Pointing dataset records
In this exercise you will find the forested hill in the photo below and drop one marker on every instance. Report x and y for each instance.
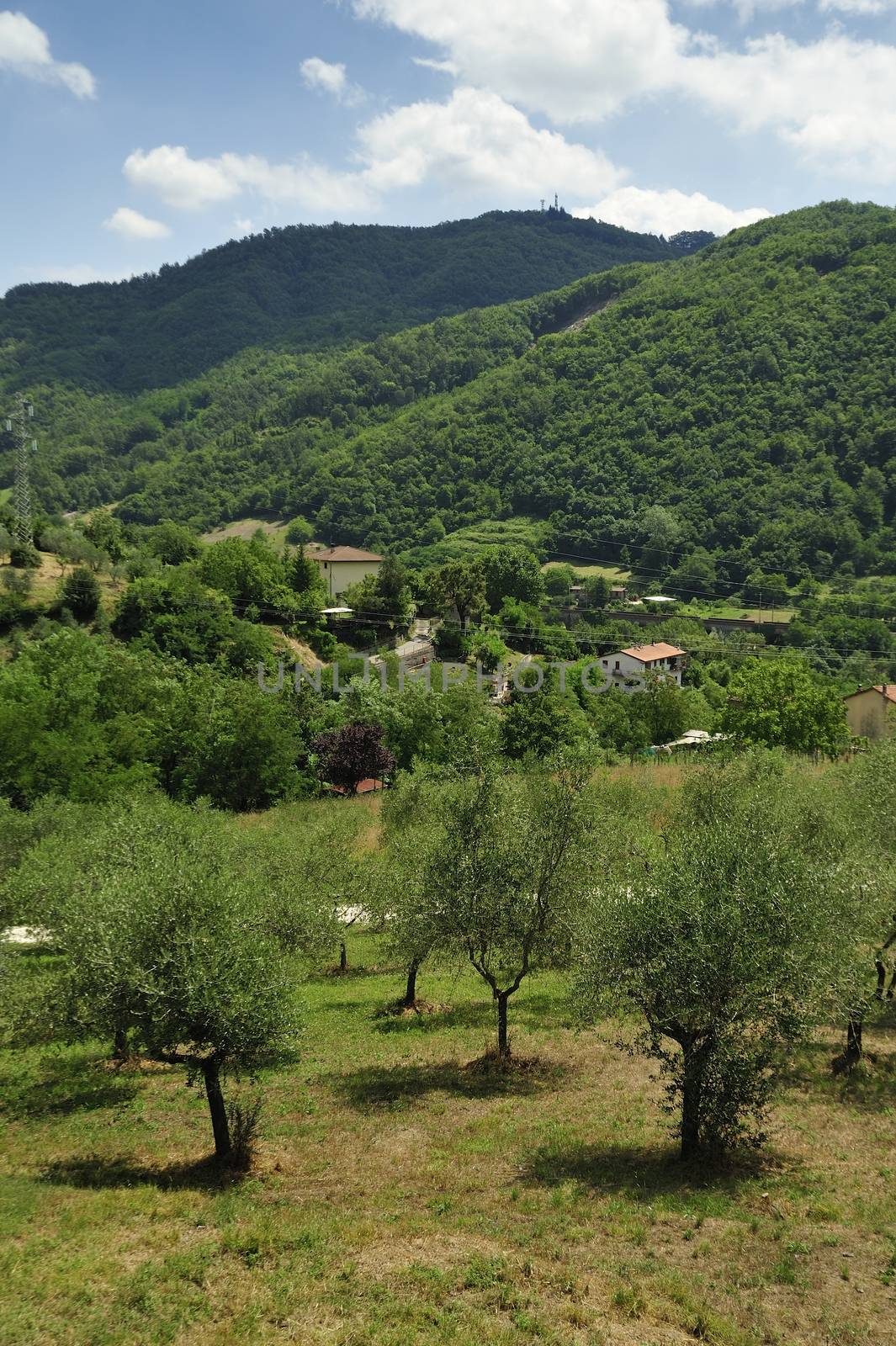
(734, 410)
(305, 287)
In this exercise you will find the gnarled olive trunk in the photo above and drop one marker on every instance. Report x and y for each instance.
(217, 1110)
(503, 1043)
(696, 1050)
(411, 988)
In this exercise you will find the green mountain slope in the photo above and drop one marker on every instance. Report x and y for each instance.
(741, 401)
(305, 287)
(729, 411)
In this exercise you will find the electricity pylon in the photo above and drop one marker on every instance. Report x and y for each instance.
(18, 426)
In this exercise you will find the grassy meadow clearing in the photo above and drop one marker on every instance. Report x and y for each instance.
(402, 1195)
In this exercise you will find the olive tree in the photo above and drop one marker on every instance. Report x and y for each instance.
(868, 794)
(502, 872)
(411, 829)
(728, 941)
(168, 944)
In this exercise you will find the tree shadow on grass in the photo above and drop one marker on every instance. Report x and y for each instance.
(644, 1175)
(97, 1171)
(534, 1013)
(869, 1088)
(65, 1088)
(395, 1087)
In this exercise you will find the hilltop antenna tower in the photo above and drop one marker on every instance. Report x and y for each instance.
(18, 426)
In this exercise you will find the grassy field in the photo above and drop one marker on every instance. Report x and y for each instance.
(45, 582)
(275, 531)
(402, 1197)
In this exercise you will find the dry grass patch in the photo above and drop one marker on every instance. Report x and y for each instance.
(402, 1198)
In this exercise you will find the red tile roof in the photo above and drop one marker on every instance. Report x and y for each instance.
(887, 690)
(343, 554)
(363, 787)
(649, 653)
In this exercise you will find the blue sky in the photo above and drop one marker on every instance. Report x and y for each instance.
(139, 134)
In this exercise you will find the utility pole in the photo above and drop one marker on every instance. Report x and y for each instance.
(18, 426)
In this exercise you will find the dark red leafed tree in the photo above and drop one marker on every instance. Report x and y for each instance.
(353, 754)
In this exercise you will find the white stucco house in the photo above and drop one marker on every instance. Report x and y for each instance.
(345, 565)
(627, 668)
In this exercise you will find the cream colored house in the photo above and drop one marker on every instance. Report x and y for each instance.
(633, 664)
(872, 711)
(345, 565)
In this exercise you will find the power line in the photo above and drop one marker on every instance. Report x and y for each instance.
(18, 426)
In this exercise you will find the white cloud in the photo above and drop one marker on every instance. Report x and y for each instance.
(81, 273)
(24, 49)
(331, 78)
(747, 10)
(471, 141)
(669, 212)
(833, 98)
(478, 140)
(859, 7)
(574, 60)
(130, 224)
(444, 67)
(181, 181)
(195, 183)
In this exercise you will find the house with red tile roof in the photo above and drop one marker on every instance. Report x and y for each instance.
(345, 565)
(628, 666)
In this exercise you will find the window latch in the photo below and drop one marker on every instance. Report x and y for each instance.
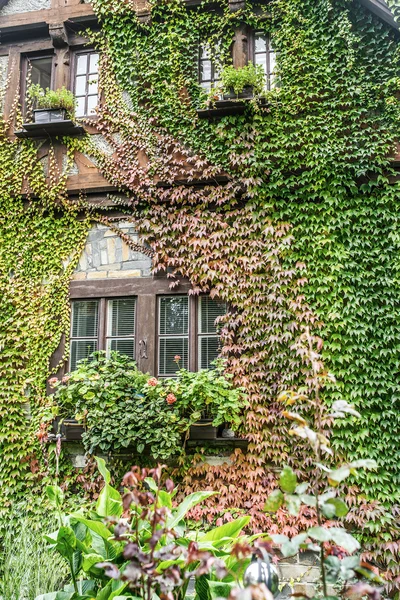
(143, 349)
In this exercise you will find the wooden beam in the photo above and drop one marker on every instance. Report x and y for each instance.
(381, 10)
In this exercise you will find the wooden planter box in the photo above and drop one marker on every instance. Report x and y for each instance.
(203, 430)
(72, 430)
(49, 115)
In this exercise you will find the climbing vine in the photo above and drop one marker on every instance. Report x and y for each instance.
(296, 224)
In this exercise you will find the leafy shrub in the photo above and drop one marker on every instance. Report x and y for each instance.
(27, 568)
(151, 552)
(121, 406)
(61, 98)
(247, 76)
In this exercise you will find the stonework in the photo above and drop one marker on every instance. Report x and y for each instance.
(106, 256)
(19, 6)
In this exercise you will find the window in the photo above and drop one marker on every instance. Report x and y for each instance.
(264, 55)
(37, 70)
(173, 334)
(208, 338)
(177, 328)
(151, 329)
(86, 83)
(91, 318)
(208, 70)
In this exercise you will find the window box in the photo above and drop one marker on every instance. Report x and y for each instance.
(49, 115)
(245, 94)
(203, 430)
(72, 430)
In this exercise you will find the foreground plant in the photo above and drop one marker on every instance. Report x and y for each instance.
(339, 564)
(139, 544)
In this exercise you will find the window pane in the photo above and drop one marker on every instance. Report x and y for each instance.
(205, 70)
(121, 317)
(81, 349)
(174, 316)
(41, 71)
(169, 348)
(210, 310)
(124, 346)
(80, 85)
(92, 84)
(92, 103)
(208, 351)
(81, 64)
(94, 63)
(260, 43)
(85, 318)
(80, 107)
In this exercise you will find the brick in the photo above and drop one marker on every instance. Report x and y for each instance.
(135, 273)
(97, 275)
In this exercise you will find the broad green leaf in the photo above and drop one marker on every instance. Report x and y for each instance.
(274, 501)
(288, 480)
(190, 502)
(320, 534)
(344, 539)
(101, 465)
(109, 503)
(228, 530)
(219, 589)
(339, 505)
(95, 526)
(55, 495)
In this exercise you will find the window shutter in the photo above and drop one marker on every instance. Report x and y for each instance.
(121, 326)
(173, 334)
(209, 346)
(84, 330)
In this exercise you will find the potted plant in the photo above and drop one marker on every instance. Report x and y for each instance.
(51, 106)
(244, 82)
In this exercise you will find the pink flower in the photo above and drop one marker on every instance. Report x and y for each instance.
(171, 399)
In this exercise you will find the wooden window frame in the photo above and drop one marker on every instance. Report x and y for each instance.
(25, 58)
(76, 51)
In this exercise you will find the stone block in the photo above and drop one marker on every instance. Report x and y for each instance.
(132, 273)
(110, 267)
(97, 275)
(78, 276)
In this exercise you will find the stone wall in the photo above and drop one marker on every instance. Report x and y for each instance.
(19, 6)
(107, 256)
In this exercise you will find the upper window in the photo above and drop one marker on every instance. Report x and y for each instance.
(86, 83)
(264, 55)
(102, 325)
(185, 327)
(208, 70)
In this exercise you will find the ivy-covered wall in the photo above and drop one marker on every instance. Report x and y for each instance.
(303, 231)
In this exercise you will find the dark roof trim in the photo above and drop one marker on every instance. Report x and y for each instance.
(381, 9)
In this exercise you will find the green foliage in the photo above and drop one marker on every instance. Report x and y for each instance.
(123, 407)
(61, 98)
(247, 76)
(27, 569)
(148, 553)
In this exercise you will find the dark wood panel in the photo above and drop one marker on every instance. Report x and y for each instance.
(108, 288)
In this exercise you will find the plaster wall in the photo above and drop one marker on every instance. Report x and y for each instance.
(106, 256)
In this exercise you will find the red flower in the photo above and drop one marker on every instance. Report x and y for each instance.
(171, 399)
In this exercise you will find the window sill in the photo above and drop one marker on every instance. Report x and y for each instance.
(51, 129)
(224, 108)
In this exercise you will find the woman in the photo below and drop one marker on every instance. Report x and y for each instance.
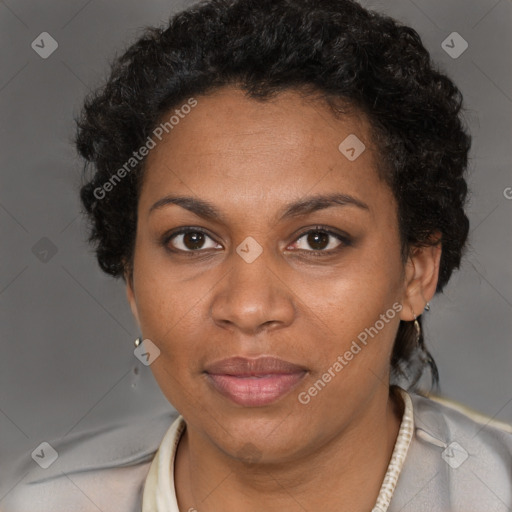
(281, 186)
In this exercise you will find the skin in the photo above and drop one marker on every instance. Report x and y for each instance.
(250, 160)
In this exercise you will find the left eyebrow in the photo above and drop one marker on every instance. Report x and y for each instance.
(301, 207)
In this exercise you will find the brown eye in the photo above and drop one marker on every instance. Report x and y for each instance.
(320, 240)
(190, 240)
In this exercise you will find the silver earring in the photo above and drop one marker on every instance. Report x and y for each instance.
(418, 329)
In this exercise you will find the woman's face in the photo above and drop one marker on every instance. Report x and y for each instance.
(248, 281)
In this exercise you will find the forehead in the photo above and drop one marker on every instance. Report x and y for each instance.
(291, 144)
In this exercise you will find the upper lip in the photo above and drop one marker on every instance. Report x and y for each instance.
(242, 366)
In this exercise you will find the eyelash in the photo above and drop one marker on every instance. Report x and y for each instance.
(343, 238)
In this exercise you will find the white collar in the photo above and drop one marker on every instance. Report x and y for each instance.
(159, 491)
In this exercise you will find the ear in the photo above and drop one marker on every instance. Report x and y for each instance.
(421, 276)
(130, 294)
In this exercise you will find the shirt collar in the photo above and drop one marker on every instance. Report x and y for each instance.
(159, 491)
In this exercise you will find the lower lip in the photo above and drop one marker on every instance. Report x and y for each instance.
(255, 391)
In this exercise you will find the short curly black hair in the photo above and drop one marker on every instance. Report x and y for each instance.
(334, 48)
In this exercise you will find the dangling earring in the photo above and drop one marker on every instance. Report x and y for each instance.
(417, 327)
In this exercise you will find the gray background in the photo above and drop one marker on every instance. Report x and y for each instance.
(67, 332)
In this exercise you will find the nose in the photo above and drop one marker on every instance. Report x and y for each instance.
(253, 297)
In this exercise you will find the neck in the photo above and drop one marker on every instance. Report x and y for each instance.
(348, 469)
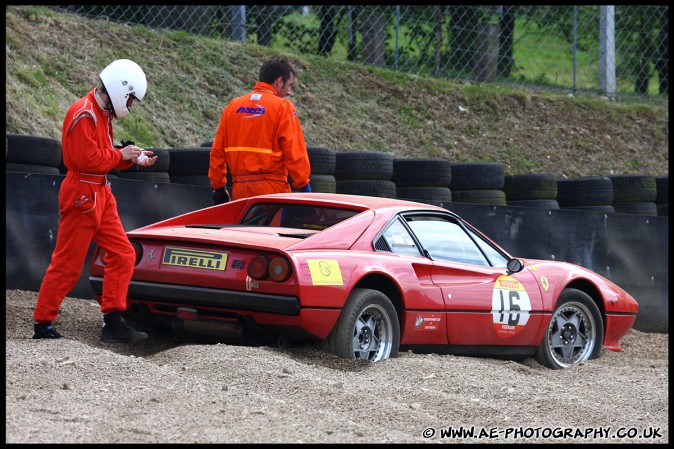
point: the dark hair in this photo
(274, 67)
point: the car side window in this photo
(446, 240)
(399, 240)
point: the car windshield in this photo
(298, 216)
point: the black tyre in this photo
(662, 189)
(369, 187)
(421, 172)
(363, 165)
(587, 191)
(540, 204)
(32, 168)
(322, 161)
(636, 208)
(189, 161)
(477, 176)
(493, 197)
(367, 329)
(530, 186)
(597, 208)
(575, 332)
(633, 188)
(24, 149)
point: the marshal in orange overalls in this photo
(260, 140)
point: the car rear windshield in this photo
(296, 216)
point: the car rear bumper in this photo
(207, 297)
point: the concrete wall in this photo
(631, 250)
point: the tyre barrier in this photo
(589, 193)
(531, 190)
(634, 194)
(365, 173)
(662, 195)
(33, 150)
(478, 183)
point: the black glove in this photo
(221, 196)
(125, 143)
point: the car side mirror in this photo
(514, 266)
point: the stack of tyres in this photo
(662, 195)
(478, 183)
(33, 154)
(365, 173)
(424, 180)
(323, 161)
(531, 190)
(190, 166)
(586, 193)
(634, 194)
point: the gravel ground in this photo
(80, 390)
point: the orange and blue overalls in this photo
(260, 140)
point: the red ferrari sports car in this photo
(368, 277)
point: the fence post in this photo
(238, 13)
(374, 38)
(607, 50)
(485, 56)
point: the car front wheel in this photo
(575, 332)
(367, 329)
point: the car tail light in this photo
(262, 266)
(279, 269)
(258, 267)
(138, 248)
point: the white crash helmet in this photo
(123, 78)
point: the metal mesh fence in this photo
(616, 51)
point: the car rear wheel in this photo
(575, 332)
(367, 329)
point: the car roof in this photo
(360, 201)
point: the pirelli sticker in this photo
(510, 307)
(194, 258)
(325, 272)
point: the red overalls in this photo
(261, 141)
(88, 211)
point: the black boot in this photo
(45, 330)
(116, 329)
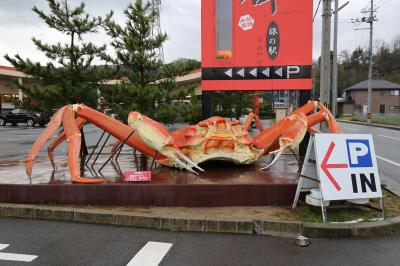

» **Challenge**
Repeat the lines from the line with "In this exercise you will find the tree" to the line with "(395, 1087)", including both of those lines, exactly as they appear in the items.

» **Response for this exercise**
In this exercise you will find the tree shadow on grass in the photo above and drop one marker on every instance. Report x and y for each instance.
(644, 1175)
(97, 1171)
(534, 1013)
(869, 1088)
(65, 1088)
(395, 1087)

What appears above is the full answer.